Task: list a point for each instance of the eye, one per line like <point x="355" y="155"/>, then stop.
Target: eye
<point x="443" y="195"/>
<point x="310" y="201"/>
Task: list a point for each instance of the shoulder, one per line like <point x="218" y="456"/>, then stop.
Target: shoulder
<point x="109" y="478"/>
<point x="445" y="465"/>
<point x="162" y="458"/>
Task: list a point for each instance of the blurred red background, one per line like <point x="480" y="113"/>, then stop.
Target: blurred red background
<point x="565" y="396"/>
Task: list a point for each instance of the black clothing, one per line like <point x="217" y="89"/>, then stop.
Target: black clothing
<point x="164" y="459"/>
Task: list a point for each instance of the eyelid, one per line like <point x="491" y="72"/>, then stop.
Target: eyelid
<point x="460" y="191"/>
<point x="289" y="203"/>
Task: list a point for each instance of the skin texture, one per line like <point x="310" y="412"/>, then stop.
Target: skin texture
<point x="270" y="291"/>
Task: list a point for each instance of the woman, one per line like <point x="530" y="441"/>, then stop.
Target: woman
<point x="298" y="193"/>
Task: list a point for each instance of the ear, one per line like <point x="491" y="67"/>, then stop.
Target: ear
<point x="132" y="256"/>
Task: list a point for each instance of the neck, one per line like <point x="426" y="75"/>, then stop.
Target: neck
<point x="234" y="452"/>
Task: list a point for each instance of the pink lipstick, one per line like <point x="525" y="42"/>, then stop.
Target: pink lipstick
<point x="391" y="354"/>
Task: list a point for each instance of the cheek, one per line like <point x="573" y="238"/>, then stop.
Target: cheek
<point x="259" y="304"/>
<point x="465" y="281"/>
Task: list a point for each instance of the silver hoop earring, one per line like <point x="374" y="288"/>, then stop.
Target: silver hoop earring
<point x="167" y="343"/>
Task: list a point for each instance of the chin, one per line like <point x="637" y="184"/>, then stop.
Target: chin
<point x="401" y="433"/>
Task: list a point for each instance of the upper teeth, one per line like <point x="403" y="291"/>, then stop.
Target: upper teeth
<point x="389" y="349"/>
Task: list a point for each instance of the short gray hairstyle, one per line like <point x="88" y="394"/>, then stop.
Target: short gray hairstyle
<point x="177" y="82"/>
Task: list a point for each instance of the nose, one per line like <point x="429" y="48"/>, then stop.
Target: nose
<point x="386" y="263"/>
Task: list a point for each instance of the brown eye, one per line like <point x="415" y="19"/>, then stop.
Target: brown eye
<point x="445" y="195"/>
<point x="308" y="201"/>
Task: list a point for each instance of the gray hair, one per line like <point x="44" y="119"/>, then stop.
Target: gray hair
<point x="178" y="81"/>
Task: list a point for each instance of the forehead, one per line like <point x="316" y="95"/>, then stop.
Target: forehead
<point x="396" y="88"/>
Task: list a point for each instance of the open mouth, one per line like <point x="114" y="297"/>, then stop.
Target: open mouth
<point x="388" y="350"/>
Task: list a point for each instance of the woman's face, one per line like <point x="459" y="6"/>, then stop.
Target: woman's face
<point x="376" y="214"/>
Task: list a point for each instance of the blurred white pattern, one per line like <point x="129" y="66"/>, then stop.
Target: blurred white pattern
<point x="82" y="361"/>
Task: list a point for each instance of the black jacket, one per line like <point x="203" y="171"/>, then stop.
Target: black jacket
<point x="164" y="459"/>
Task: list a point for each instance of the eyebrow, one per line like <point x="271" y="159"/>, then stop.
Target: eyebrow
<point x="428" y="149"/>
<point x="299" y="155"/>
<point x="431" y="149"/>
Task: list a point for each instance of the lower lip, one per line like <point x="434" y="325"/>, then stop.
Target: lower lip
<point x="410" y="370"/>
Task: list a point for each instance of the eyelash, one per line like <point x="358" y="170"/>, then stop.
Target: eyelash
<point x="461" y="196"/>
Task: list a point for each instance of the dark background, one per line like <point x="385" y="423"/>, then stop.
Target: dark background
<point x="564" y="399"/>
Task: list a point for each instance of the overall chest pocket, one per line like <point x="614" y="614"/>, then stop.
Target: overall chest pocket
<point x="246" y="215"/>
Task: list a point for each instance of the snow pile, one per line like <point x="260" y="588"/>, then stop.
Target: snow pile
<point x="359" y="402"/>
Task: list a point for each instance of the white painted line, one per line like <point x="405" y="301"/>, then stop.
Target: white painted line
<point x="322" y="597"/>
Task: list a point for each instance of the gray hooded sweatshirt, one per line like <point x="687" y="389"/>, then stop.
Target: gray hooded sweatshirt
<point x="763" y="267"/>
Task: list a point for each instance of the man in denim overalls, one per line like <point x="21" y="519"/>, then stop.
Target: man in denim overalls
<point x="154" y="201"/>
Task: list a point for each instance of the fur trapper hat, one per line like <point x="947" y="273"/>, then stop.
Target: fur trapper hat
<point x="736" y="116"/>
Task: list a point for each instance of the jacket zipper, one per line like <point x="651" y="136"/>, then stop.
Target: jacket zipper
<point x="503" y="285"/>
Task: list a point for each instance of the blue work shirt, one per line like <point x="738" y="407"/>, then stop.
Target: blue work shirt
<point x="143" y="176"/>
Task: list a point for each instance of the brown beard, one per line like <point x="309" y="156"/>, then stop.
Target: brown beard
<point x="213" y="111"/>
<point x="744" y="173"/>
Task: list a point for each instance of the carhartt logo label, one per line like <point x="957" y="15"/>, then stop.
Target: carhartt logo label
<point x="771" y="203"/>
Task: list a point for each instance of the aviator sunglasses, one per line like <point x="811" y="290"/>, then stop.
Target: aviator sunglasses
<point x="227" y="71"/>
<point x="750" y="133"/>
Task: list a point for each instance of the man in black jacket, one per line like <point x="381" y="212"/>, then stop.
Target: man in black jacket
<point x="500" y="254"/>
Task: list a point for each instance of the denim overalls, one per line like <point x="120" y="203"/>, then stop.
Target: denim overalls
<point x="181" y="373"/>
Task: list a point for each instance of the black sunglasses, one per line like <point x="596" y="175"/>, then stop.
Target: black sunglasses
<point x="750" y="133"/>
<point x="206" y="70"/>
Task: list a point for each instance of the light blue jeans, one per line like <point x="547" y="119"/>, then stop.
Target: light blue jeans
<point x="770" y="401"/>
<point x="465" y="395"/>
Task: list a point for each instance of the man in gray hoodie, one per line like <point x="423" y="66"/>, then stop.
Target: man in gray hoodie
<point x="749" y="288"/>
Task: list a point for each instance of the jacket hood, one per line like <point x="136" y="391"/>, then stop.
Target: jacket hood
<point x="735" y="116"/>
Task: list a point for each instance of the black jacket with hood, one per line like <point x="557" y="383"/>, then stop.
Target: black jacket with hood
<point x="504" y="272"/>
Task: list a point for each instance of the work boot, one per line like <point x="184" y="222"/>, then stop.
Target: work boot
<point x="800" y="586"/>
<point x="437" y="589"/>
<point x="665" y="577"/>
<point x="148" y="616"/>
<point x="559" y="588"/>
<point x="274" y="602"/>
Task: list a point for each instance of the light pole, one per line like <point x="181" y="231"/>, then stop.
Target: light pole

▶ _About this exercise_
Which lines above include the word "pole"? Pick them out and copy them.

▶ _Response to the task_
Task: list a point for each instance of the light pole, one per line like <point x="181" y="231"/>, then stop.
Target: light pole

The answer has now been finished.